§ **PROBLEM STATEMENT**: Reproduce the material from its start down to and including the line containing "point(294, 272)", requests included, offsetting every coordinate in the answers by 13. Omit the pictures from your answer.

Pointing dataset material
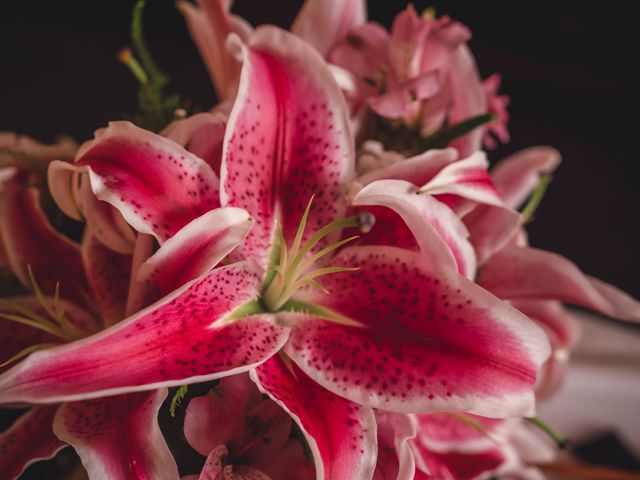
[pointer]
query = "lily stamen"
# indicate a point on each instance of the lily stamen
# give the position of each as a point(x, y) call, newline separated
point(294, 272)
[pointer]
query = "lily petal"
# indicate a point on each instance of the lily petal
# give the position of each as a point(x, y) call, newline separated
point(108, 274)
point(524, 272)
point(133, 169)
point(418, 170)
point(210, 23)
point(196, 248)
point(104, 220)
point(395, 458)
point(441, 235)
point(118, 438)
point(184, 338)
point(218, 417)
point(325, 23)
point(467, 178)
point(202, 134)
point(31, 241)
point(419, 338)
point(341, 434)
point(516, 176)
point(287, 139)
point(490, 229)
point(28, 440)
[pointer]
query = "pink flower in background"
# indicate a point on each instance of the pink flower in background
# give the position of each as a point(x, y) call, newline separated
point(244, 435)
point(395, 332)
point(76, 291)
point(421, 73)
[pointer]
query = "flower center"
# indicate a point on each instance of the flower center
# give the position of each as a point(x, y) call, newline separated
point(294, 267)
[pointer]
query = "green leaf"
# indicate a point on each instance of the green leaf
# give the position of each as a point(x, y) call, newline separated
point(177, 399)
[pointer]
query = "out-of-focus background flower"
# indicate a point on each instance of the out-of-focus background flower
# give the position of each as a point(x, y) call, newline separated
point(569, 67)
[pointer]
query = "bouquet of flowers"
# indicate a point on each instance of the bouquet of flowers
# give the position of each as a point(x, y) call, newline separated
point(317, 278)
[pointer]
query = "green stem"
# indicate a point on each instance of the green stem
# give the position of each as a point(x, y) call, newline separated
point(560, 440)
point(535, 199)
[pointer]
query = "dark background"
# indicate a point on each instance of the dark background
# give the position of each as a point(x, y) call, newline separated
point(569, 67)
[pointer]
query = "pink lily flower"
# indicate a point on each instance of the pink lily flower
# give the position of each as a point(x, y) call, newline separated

§ **FULL ANSWER**:
[pointer]
query = "lily stamen"
# indicate a point on each instance of the lily stamen
# give the position of each as a point(x, y) call, newline separated
point(307, 285)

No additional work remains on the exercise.